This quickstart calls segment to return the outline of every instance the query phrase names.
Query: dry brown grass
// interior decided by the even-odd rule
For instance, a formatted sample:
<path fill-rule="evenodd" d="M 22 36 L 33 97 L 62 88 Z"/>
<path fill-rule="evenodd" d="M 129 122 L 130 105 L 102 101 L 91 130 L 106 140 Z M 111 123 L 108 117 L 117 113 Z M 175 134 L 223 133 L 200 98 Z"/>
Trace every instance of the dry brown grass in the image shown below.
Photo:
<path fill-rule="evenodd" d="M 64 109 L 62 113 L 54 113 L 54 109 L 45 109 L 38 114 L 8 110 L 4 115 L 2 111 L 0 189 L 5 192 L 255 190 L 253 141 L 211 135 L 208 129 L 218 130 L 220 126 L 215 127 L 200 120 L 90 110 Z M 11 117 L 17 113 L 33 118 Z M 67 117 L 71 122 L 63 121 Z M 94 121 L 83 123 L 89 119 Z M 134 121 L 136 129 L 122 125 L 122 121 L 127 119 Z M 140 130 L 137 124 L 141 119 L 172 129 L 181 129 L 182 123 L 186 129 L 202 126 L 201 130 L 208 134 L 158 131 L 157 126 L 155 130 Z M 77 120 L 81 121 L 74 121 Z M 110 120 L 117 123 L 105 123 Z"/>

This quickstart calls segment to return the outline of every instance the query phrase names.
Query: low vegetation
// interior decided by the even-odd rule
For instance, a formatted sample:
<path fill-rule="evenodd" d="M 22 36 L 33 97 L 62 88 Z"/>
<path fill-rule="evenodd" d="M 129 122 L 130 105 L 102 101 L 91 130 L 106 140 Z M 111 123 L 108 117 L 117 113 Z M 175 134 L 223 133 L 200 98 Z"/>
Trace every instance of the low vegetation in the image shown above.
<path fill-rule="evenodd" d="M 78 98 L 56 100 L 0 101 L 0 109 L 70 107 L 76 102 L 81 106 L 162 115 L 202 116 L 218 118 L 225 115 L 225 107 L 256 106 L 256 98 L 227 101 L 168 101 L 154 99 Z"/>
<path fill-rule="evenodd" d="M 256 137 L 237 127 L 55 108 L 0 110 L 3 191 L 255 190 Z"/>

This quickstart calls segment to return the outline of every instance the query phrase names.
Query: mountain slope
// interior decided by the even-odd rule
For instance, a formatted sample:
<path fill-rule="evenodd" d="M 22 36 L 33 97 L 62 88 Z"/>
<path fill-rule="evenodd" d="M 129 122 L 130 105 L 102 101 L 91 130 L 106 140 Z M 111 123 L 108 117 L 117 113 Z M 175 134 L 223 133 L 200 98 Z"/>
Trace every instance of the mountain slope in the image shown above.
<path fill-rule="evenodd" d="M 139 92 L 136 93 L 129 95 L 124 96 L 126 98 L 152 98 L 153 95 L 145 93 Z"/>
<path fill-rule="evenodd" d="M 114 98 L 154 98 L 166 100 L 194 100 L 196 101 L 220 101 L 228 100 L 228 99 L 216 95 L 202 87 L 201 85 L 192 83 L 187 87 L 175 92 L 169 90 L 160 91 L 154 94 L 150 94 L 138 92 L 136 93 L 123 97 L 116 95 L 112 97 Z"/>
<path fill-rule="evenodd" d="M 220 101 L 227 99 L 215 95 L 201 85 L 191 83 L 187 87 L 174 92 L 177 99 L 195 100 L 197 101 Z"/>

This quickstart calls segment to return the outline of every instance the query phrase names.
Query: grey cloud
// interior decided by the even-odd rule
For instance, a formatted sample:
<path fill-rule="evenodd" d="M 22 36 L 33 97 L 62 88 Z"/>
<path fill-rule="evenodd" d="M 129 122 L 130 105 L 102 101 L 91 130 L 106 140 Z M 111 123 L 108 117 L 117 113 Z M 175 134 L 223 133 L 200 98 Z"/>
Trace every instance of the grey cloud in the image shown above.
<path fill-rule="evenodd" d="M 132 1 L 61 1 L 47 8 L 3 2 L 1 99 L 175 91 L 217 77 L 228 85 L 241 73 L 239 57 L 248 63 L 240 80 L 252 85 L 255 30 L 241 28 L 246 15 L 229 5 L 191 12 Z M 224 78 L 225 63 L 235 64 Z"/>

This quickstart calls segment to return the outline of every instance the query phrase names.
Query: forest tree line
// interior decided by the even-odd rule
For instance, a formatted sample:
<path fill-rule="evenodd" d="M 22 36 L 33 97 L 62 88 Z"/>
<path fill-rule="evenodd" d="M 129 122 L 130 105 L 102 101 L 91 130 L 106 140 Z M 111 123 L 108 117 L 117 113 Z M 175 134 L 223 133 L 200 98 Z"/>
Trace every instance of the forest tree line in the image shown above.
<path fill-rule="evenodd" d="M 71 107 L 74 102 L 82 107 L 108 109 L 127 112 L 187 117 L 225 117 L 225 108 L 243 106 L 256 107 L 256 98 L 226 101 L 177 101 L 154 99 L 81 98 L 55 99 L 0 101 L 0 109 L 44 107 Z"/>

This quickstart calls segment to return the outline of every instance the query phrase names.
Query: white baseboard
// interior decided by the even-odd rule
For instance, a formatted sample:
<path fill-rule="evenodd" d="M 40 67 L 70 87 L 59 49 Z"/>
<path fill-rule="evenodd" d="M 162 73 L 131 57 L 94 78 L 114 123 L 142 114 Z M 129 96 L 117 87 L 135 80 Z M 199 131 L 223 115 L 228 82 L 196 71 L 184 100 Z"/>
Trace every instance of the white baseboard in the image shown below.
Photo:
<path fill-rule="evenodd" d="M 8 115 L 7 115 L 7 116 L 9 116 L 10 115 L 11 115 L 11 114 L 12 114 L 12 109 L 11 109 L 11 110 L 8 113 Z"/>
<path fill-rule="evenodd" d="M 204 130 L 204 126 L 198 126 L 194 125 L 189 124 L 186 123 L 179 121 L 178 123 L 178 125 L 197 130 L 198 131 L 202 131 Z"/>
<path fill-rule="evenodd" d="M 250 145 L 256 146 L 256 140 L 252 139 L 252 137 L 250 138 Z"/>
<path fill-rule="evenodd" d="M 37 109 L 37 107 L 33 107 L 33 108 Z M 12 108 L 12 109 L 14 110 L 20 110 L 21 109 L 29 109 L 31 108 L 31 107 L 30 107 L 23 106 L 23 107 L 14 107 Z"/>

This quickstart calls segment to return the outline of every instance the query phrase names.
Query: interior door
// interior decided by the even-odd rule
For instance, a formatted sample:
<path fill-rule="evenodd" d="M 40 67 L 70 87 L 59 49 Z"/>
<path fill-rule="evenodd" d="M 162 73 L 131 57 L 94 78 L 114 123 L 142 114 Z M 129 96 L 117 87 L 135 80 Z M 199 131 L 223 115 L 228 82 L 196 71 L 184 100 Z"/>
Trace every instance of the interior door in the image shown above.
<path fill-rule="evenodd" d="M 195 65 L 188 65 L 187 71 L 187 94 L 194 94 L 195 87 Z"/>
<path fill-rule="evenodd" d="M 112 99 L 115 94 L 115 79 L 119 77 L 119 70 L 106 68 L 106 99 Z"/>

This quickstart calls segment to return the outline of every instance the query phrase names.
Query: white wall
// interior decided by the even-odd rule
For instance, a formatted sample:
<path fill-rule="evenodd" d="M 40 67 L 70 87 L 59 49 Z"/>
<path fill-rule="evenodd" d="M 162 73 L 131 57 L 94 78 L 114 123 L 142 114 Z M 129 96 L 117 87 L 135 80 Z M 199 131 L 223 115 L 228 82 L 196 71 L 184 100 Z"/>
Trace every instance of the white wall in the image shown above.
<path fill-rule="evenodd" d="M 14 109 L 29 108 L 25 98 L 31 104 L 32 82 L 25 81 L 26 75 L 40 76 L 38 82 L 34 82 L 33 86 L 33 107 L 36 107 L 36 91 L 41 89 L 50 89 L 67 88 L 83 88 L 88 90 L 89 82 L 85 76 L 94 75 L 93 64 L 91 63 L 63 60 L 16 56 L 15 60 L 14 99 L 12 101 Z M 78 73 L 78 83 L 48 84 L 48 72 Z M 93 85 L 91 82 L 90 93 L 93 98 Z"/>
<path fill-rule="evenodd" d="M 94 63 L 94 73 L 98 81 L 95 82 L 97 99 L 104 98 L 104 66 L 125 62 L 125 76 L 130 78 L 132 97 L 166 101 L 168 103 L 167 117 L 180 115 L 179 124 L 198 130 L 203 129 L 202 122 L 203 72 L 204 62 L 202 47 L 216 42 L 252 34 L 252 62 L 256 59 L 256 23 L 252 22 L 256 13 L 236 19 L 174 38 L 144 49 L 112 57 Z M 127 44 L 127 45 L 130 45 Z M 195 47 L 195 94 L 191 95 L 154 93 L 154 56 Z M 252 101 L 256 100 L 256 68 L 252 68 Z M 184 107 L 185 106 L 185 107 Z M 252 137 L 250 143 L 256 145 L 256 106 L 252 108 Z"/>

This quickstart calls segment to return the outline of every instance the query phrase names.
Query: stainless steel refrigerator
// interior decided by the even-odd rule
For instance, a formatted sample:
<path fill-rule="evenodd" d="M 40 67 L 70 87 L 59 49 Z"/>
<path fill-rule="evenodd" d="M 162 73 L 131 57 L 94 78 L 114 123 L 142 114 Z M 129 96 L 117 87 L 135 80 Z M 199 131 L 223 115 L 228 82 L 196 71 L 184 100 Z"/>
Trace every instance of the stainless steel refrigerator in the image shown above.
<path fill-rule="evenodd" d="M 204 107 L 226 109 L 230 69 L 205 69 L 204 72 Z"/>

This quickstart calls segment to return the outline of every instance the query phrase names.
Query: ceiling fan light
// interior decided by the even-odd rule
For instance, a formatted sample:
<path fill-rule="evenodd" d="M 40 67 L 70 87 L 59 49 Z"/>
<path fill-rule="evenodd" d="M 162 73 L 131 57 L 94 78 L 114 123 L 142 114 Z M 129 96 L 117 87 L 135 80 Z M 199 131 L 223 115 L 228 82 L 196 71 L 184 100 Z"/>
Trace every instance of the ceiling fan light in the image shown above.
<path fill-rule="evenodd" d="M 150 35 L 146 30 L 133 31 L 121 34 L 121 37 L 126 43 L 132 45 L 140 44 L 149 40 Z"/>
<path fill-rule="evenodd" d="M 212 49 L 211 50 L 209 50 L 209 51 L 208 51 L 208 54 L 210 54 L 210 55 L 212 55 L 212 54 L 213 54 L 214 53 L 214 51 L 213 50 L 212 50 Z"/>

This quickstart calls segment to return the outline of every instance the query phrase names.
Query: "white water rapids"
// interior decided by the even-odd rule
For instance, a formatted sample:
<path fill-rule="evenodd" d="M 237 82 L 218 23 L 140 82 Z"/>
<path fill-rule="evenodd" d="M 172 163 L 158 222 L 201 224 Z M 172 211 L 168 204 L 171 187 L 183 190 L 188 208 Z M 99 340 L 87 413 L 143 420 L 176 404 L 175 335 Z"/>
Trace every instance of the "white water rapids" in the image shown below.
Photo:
───
**PROBLEM STATEMENT**: How many lines above contain the word "baseboard"? Reply with the number only.

**THE SOLUTION**: 2